■ Yapılacak iş
Aşağıdaki alıntıya göre Kurtuluş Psikolojisi nerede geliştirildi?
___ Verilen alıntı
Latin Amerika’da geliştirilen Kurtuluş Psikolojisi, baskının ve sosyal adaletsizliğin psikolojik etkilerini ele almayı amaçlayan bir yaklaşım. Ruh sağlığını sistemik eşitsizlik ve güç dinamikleri bağlamında anlamayı vurgulayarak kültürel açıdan duyarlı, güçlendirici ve kolektif iyileştirme uygulamalarını savunur. Bu yaklaşım, işgalin ruh sağlığına ilişkin sonuçlarını ele almak için daha uygun ve etkili. Kurtuluş Psikolojisinin temel ilkelerinden biri, dışlanmış toplumların güçlendirilmesidir. Bireyleri ve toplulukları kendi failliklerini geri almaya ve kendi iyileşme ve kurtuluşlarına aktif olarak katılmaya teşvik eder. Filistinliler için bu yaklaşımı benimsemek, baskı mağdurlarını değişimin aktif aktörlerine dönüştürerek güçlenme duygusunu geliştirebilir. Filistin travmasının kolektif doğası göz önüne alındığında, kurtuluş psikolojisi yaklaşımı, iyileşme sürecinde toplumsal destek sistemleri ve kolektif eylem ihtiyacıyla iyi uyum sağlıyor. İyileşmenin dayanışmayı ve karşılıklı desteği teşvik eden ortak bir yolculuk olduğu fikrini destekliyor. Şehit annelerinin şifa çemberleri, siyasi tutuklular kulübü, Filistin işlemeleri dokuyan kadınların dinleme grupları, Filistinli gençlerin işgal sırasında top mermisi alan ambulansların enkazından Cenin savaşının boğuk bir heykelinin yapılmasına katılımı. 2002’deki Cenin mülteci kampı, Filistin’de kolektif ve sembolik müdahalelerin nasıl uygulandığının birkaç örneği.
“Gazze’nin enkazdan yükseldiğini hayal ediyorum”
- Aylardır, hatta yıllardır Gazze’yi, Filistin’i “izliyoruz”... Peki, Filistinlilerin gözünden dünyanın geri kalanı nasıl görünüyor?
İki yıl önce Medicins Du Monde (MDM) İspanya ile birlikte çocuklarda travmayla ilgilenen psikologları eğitmek ve denetlemek üzere tıbbi bir görevle Gazze’ye girdim. Gazze’ye gittiğimde baskı ve kuşatmanın derinden etkilediği bir bölgeyi gözlemlemiştim. Gazze’den ayrılırken Erez kontrol noktasında saatlerce bekleyen Filistinli emekçilerin modern köleliği yansıtan acı gerçeğine tanık oldum. Gazze’deki deneyimim bana, Gazze halkının derin travmasını ve dayanıklılığını öğretti. Gazzeliler için en derin travma sadece düşmanın saldırganlığı değil, aynı zamanda komşularının ihaneti ve terk edilmesiydi. Gazzeliler insan haklarına ve uluslararası hukuka olan inançlarını kaybetmiş olmalı; aksi takdirde insani duygularını kaybederler ve ilk seçenek daha sağlıklı. Gazze’nin sonunda enkazdan yükseldiğini, gözlerimizin içine baktığını, muhtemelen eylemlerimizi sorguladığını veya belki bizi affedeceğini ve çökmüş insanlığımızın yeniden inşasına katkıda bulunacağını hayal ediyorum.
______
___ Veriler
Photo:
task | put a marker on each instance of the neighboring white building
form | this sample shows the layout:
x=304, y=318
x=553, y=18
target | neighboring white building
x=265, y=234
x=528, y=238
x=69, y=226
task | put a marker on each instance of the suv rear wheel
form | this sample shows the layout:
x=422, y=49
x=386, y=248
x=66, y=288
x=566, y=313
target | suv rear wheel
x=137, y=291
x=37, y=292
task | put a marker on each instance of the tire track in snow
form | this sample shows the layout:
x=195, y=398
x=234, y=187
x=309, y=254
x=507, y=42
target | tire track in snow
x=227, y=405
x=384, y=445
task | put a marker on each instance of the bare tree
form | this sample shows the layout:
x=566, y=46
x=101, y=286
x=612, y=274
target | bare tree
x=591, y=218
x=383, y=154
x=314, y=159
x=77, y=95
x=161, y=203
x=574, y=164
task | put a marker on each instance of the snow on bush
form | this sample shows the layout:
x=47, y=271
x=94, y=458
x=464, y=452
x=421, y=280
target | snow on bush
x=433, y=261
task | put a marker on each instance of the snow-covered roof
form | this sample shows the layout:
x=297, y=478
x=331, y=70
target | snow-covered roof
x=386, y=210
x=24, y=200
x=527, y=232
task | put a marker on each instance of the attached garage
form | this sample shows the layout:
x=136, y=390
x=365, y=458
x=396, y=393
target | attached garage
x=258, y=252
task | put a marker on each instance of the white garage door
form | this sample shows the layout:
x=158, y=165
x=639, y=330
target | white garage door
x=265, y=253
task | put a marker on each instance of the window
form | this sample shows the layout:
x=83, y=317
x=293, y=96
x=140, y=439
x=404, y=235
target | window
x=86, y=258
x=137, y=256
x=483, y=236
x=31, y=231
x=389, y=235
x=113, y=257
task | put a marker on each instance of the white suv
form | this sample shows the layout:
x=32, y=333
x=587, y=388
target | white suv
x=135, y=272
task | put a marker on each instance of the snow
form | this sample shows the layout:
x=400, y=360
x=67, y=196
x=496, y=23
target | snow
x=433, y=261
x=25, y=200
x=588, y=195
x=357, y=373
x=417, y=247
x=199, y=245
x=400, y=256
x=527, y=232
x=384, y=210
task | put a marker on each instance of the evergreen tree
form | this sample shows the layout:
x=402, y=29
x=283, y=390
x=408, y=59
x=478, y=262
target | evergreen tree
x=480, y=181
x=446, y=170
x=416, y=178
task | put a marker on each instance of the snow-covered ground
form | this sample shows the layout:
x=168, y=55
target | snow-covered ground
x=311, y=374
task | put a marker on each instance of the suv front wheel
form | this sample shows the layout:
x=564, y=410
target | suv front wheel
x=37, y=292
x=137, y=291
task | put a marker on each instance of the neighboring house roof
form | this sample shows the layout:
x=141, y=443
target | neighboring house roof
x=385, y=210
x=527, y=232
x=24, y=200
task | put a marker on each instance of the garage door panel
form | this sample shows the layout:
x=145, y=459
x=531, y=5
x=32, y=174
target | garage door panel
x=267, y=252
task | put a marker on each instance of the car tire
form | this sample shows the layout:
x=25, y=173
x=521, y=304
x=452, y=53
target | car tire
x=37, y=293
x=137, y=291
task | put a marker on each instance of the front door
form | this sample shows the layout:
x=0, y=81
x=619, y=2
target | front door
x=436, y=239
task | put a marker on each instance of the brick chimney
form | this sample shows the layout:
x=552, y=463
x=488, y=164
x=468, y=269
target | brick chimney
______
■ Yazılı yanıt
Latin Amerika'da.